------ Extracted data ------

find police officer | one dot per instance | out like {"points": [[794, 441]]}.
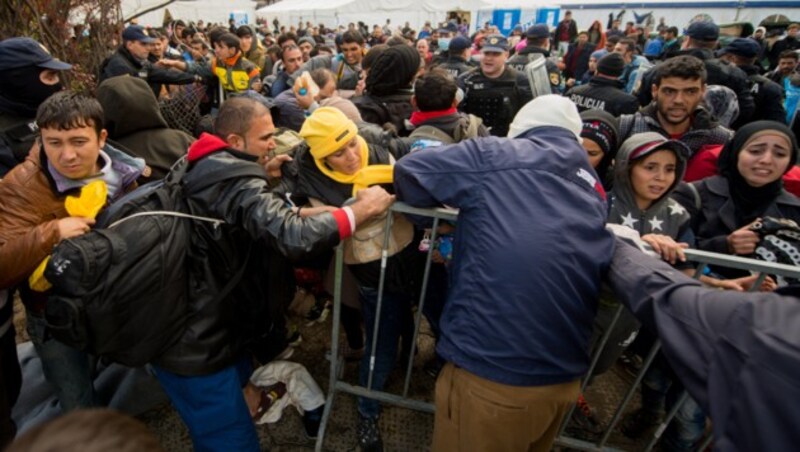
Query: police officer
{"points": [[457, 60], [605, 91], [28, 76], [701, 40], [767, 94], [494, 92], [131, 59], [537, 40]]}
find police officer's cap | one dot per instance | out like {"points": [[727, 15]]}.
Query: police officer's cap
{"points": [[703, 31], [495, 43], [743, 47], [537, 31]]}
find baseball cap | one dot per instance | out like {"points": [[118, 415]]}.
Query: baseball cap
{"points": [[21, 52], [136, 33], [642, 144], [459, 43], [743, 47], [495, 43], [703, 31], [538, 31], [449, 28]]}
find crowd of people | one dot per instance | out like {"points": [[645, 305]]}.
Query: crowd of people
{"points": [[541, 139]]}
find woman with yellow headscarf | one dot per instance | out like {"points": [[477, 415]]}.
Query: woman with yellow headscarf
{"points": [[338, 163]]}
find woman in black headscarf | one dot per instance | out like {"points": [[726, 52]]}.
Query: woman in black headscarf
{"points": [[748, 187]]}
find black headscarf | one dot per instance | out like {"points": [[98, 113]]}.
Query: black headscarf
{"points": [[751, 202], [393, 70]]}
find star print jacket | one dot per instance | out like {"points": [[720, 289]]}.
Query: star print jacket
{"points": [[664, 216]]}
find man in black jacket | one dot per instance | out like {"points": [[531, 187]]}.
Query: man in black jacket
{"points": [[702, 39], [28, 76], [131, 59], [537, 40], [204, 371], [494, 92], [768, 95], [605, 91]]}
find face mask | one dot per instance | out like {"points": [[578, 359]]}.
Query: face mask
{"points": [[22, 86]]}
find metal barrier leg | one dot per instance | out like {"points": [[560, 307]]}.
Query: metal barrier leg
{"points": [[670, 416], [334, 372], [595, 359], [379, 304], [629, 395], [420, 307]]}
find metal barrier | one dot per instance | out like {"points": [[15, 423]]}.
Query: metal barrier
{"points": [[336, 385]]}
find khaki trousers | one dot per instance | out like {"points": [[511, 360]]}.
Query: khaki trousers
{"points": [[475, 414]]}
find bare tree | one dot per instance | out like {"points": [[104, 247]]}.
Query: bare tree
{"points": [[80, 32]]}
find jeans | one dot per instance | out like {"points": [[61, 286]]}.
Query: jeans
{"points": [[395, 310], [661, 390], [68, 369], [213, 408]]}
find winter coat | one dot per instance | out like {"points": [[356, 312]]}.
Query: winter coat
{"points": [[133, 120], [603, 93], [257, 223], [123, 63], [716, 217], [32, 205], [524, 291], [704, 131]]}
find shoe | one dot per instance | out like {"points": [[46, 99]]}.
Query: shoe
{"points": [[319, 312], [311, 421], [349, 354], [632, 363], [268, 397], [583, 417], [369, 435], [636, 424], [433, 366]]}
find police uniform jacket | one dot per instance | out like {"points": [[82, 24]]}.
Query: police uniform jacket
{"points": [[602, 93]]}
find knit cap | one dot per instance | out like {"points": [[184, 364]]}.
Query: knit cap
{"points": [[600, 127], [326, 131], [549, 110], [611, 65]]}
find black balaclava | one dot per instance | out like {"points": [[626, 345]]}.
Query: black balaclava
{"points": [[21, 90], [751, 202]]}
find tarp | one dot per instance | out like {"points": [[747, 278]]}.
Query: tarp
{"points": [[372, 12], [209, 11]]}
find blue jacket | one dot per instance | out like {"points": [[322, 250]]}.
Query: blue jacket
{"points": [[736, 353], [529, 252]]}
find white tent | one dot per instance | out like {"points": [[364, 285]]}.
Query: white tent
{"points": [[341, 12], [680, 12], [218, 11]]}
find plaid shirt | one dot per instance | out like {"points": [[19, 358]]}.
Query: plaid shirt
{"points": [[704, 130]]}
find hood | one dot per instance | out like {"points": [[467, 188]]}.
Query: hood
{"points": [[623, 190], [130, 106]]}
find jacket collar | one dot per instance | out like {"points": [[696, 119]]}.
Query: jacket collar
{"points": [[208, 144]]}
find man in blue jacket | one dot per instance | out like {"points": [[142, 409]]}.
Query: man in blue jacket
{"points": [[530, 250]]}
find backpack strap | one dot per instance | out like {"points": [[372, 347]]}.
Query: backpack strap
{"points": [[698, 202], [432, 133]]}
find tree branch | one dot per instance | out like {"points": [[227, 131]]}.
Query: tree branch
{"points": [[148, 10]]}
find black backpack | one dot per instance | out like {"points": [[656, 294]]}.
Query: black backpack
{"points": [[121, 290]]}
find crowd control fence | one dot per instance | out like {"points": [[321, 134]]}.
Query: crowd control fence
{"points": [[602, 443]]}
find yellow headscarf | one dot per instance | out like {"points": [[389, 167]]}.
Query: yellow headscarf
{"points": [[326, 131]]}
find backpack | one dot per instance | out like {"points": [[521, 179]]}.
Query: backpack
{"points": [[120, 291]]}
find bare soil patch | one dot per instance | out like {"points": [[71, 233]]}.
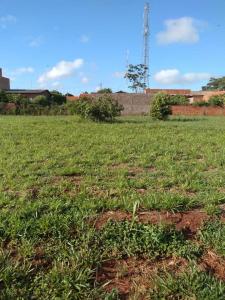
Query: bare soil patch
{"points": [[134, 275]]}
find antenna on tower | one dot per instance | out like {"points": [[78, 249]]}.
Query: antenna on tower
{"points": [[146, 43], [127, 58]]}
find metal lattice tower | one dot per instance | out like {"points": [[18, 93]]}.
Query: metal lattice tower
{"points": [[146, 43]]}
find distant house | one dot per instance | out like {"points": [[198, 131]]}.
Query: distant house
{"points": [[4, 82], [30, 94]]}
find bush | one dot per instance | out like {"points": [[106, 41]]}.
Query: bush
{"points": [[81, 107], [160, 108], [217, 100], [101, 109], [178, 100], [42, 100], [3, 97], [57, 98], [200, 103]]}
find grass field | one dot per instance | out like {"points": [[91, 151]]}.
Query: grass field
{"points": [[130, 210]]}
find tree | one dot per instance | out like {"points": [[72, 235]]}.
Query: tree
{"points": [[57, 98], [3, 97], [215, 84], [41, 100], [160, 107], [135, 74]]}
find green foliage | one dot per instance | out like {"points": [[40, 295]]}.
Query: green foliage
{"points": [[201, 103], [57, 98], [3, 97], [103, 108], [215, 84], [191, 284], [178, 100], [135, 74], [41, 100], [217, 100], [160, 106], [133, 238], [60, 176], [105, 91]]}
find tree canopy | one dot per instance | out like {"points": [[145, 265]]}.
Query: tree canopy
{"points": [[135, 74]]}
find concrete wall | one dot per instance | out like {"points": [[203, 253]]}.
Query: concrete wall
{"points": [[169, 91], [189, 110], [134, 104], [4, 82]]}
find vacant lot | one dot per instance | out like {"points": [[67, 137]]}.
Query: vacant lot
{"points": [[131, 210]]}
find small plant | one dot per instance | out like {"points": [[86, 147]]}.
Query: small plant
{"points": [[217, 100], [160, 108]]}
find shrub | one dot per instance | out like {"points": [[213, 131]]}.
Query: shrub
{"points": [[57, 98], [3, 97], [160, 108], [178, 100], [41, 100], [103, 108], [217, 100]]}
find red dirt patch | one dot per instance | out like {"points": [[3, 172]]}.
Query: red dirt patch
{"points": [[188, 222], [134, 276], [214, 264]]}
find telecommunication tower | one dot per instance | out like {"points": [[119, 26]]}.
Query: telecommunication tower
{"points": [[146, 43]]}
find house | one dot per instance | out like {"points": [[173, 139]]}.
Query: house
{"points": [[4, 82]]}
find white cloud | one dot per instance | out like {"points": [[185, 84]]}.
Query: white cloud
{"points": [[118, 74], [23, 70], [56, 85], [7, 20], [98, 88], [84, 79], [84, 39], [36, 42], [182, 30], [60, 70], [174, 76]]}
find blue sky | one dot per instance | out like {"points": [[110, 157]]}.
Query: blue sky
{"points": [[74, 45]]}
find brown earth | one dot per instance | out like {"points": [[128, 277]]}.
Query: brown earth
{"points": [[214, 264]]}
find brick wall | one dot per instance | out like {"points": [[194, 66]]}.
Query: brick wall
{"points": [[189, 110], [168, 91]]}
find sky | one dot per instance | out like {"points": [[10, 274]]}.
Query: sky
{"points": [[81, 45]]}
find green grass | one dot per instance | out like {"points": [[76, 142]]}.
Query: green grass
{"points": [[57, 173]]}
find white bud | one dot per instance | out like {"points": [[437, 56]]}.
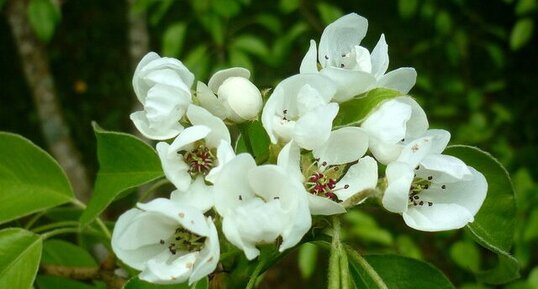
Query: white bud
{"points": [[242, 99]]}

------
------ Extracted data ------

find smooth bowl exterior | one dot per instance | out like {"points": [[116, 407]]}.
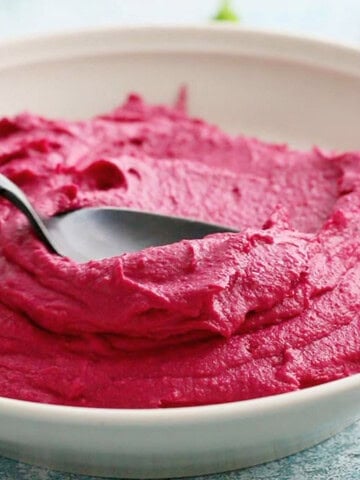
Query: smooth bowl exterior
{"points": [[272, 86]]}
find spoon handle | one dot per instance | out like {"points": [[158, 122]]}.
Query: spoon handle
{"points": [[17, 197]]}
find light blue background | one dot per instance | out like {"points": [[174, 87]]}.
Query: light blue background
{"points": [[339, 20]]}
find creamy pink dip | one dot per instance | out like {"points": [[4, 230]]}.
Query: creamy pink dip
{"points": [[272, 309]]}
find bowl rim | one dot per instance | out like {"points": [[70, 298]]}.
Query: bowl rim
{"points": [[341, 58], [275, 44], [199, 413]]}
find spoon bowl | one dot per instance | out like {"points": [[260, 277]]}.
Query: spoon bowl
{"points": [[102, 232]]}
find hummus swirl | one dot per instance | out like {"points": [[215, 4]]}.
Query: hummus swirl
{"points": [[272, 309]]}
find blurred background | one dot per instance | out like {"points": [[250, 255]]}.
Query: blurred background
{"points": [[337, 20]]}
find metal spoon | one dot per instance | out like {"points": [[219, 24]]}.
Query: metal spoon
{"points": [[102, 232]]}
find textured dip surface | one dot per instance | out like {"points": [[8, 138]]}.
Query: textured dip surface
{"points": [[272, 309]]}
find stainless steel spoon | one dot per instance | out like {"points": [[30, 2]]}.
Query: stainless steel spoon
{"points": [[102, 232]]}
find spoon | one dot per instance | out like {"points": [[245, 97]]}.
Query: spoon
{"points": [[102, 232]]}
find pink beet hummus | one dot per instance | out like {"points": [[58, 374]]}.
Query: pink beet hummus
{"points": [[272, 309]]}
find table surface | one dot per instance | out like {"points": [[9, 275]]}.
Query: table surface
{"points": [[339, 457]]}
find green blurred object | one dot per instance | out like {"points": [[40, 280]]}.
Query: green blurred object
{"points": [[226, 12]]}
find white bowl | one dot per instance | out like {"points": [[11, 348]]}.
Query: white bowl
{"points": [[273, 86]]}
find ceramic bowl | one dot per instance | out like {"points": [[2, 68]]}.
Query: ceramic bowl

------
------ Extracted data ------

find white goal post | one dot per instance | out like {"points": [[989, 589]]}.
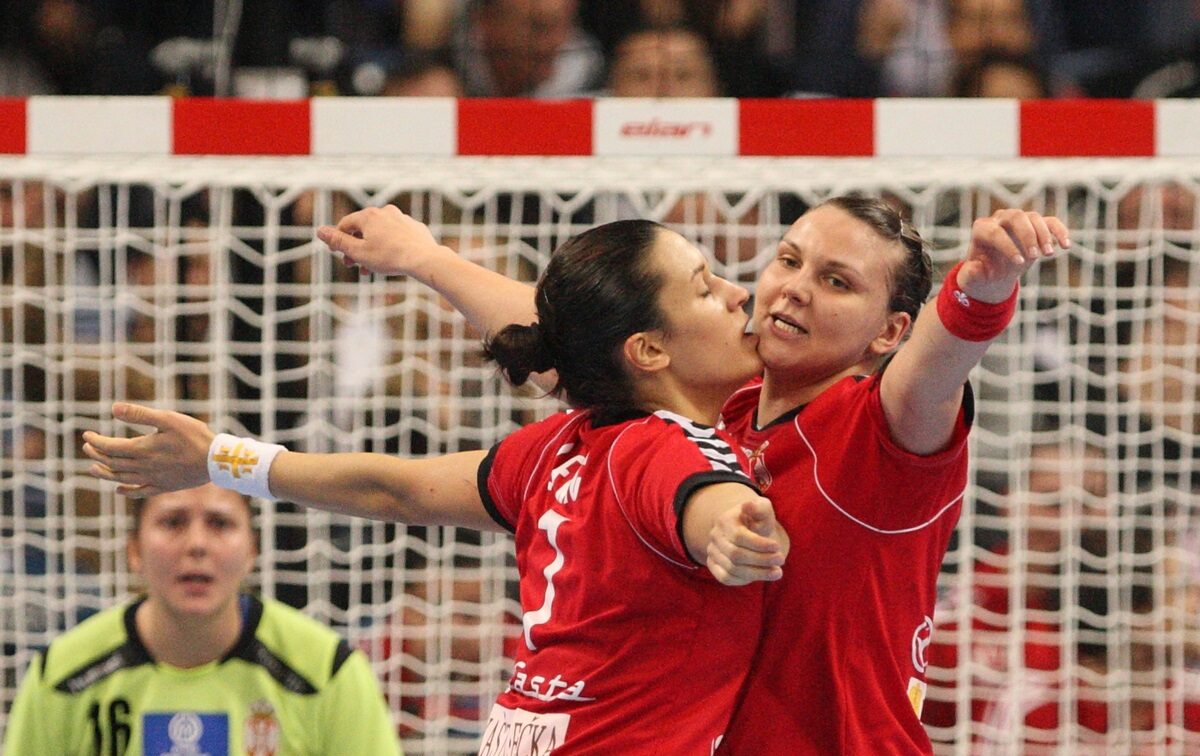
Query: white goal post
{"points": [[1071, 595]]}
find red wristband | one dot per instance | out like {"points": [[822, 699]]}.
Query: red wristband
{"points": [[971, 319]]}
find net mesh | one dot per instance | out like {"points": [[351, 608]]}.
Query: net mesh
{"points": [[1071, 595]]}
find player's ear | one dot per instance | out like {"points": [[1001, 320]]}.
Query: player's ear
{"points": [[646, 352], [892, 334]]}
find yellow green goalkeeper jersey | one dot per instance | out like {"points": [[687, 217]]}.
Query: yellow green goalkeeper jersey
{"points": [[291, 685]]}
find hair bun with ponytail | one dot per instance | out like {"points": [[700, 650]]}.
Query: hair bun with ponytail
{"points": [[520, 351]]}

------

Copy everything in the listing above from "find white bowl" down to "Query: ceramic bowl", switching "ceramic" to "stoneware" and leaving the rest unchanged.

find white bowl | one dot per instance | out like {"points": [[11, 348]]}.
Query: white bowl
{"points": [[273, 86]]}
find stoneware bowl | one dot per instance | out like {"points": [[2, 68]]}.
Query: stoneware bowl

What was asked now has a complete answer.